Rewrite the data from the line containing "Could you please mark the snow" up to and including the line containing "Could you please mark the iha", replacing "marker" with "pin" and leaving everything else unchanged.
--- start Record excerpts ---
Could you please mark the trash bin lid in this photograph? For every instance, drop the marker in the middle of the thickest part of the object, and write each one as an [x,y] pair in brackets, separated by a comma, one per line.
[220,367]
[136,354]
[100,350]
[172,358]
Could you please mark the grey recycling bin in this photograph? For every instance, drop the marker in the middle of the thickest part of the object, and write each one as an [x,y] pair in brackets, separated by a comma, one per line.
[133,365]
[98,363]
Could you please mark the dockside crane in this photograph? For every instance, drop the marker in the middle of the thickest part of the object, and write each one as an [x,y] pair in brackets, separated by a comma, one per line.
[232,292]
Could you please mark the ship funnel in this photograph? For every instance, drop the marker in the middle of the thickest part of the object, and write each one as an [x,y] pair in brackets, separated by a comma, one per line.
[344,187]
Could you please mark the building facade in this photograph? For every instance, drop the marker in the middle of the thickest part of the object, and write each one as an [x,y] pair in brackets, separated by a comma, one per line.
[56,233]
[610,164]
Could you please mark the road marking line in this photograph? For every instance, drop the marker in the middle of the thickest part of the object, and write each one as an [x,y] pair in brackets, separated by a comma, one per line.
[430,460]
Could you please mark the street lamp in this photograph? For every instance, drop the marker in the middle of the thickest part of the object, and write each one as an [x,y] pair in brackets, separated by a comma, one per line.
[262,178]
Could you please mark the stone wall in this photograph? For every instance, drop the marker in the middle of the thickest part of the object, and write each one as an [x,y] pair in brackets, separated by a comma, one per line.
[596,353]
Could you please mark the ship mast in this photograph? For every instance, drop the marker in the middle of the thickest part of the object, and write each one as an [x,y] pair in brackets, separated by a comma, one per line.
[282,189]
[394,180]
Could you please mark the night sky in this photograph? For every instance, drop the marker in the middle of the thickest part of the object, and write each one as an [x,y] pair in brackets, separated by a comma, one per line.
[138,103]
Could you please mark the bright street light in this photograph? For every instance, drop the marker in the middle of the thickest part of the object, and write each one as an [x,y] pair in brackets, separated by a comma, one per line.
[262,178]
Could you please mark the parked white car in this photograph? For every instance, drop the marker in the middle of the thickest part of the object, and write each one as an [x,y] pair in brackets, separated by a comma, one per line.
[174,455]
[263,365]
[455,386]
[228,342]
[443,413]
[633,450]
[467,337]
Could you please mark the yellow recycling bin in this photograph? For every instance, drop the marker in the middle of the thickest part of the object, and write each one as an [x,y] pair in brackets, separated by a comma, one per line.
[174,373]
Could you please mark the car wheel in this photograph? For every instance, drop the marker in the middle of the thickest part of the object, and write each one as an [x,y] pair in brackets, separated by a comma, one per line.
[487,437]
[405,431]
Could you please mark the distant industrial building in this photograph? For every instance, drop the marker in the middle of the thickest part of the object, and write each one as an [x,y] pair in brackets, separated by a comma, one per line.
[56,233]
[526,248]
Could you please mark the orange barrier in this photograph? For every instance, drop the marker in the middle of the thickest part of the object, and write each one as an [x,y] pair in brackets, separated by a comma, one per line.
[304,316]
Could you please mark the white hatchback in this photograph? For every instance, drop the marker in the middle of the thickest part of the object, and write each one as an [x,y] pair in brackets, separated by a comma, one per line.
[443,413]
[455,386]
--- end Record excerpts ---
--- start Record excerpts ---
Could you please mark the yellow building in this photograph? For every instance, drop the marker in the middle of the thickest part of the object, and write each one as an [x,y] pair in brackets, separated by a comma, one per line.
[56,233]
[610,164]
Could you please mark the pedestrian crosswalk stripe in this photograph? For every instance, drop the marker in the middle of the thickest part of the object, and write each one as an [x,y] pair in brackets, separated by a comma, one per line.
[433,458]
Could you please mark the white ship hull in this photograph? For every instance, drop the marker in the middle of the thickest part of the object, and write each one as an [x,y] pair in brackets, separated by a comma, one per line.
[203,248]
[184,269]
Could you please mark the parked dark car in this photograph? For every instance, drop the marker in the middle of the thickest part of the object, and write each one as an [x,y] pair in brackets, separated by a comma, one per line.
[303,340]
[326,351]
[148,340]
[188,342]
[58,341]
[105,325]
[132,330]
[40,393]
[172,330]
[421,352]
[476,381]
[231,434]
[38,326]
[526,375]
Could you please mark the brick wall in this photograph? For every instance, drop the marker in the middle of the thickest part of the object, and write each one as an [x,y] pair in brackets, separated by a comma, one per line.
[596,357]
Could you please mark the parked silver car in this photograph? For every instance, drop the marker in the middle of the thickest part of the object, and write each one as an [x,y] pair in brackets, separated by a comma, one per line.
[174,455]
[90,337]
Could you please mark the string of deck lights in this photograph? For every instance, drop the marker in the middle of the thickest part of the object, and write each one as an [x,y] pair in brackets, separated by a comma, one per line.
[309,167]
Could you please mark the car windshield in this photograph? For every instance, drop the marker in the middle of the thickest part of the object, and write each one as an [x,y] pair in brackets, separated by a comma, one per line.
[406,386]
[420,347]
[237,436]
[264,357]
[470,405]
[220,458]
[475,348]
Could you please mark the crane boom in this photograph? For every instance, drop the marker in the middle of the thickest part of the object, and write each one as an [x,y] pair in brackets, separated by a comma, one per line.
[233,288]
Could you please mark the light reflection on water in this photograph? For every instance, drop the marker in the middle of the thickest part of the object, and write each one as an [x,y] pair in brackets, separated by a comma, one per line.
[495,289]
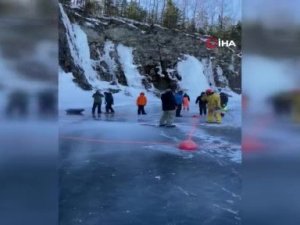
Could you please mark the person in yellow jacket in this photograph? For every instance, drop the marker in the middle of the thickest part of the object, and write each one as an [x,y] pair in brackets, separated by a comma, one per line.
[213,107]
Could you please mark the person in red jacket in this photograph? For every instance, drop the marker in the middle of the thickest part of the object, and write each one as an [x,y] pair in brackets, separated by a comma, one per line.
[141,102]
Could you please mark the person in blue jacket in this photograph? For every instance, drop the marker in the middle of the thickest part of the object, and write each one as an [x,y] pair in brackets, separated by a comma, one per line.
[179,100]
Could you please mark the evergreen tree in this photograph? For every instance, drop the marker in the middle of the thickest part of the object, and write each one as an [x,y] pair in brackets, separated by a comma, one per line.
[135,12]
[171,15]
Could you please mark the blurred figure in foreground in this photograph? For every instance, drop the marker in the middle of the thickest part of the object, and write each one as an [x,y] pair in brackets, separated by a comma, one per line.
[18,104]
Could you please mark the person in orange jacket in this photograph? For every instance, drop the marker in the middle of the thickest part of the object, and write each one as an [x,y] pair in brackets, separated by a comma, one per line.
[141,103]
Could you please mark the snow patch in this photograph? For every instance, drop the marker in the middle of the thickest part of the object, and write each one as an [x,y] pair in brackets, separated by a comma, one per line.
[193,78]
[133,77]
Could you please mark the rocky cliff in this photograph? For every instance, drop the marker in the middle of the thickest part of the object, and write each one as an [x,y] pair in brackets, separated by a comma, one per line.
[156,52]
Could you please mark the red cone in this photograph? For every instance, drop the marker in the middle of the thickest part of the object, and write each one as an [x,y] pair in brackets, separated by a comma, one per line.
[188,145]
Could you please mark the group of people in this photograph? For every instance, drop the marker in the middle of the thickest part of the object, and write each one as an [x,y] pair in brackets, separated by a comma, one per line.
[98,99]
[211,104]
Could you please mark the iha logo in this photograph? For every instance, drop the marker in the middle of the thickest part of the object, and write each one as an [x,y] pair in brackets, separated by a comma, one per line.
--- end Record excerpts ---
## Full answer
Could you please mark the snow patch in this photograph? For every instance, drop the pin in the middle of the thickest part of the object, and write each one as an [x,y] pair in brackets, separated by a comma, one per line.
[193,78]
[133,77]
Could you please mark the rocky cliff in this photograph? For every instance, drop the pin in the middle of the thickest part of the object, and write each one as an [x,y] pair in brackets, separated by a comma, one per line.
[156,52]
Could you please mark the red cone in this photograph? For every instance, drop the pin in the middle of the thickest part of the object, and write each one as an [x,y] pair in brackets, separated by a comma, one per line.
[188,145]
Could you please mark the group of people in this photograph? For every instance, drop the pin in the middle of the thickest part of the object, and write each one as an [x,y] pair in brackets, separated by a comma, one per line.
[98,99]
[211,104]
Could you please mark the iha logo in this photograph? For every instance, drop the pin in the middle of the thickest part of the object, and write each one as an [x,y] pair in brackets, separated by a comma, one per line.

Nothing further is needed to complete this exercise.